Problem description:
Reproduce every one of the following records verbatim, line for line, with no changes.

[Begin]

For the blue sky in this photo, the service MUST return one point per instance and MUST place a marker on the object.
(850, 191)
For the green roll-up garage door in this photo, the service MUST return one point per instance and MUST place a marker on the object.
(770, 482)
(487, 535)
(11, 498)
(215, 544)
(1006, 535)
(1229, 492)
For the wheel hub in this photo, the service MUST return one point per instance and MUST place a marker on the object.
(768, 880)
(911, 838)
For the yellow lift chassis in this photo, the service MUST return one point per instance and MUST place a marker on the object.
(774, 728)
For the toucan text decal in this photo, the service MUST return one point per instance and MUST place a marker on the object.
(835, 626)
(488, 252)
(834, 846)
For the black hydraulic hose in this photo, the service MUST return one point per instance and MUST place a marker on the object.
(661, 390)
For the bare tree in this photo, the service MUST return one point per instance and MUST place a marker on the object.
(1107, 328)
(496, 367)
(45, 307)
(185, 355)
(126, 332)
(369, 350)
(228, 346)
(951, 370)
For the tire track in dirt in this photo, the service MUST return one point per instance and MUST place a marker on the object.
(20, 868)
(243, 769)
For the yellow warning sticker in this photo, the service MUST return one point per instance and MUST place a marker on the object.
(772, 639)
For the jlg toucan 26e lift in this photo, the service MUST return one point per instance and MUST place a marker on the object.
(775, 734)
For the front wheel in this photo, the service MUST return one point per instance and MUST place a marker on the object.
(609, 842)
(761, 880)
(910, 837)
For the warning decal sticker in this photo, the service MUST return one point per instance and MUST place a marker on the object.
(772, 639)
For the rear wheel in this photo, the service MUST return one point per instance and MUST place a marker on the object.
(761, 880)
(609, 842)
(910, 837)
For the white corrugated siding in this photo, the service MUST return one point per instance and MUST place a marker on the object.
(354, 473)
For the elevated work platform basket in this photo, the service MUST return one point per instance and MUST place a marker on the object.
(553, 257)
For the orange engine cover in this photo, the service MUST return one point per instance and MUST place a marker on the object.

[End]

Task result:
For the blue sky in this photo, the service MUST return one point per instance and MUST place a marker on the object.
(850, 191)
For the green roll-up garage door in this photo, the service MUST return one point per instance and MUST place a marker on the object.
(770, 482)
(487, 535)
(11, 498)
(215, 544)
(1006, 535)
(1229, 492)
For the wheel hub in this photo, the service MUST return one point per instance and MUST place a marker on the object.
(768, 880)
(911, 838)
For the yellow lift chassis in this photo, the service MUST return one point per instance and MUST place a marker on the object.
(774, 728)
For the toucan text decal in this photo, the service MUST return one point per instance and MUST place a marker on the object.
(835, 626)
(488, 252)
(834, 846)
For the black hydraulic hose in this photo, the service MUST return one point per instance and MUST place a marker on the object.
(661, 390)
For the bare tree in this photo, the service MUST return one point per instance and MUST place a marker on the object.
(1107, 328)
(496, 367)
(45, 307)
(185, 355)
(126, 332)
(369, 350)
(228, 346)
(951, 370)
For the tire track in dirt in this photo, the service MUST return one point per instance and MUST place a marker on the object.
(20, 868)
(243, 769)
For the yellow warning sticker in this photo, the service MUST return one point per instance and MUST place a marker on the object.
(772, 639)
For the jlg toucan 26e lift in this photo, the service MUST return one point per instance and MUST place a marker on the object.
(775, 734)
For the front wheel in this photo, the service MUST return one point per instance and MUST place a marker on the object.
(609, 842)
(761, 880)
(910, 837)
For the warning decal sticker in this photo, the service MUST return one point per instance and MUST place a marker on the object.
(772, 639)
For the rear wheel in this photo, the service MUST return one point per instance and MUST place a marker on the object.
(761, 880)
(609, 842)
(910, 837)
For the white corrugated siding in this photo, the service MUST return one point per instance and MUST place a marker on the object.
(354, 473)
For the elevated work platform basket in this photo, the service MUST return one point per instance and MUST place a marker on the object.
(553, 257)
For the orange engine cover in this photo, the service MUST return one point per instance and MUST place a marker on the object.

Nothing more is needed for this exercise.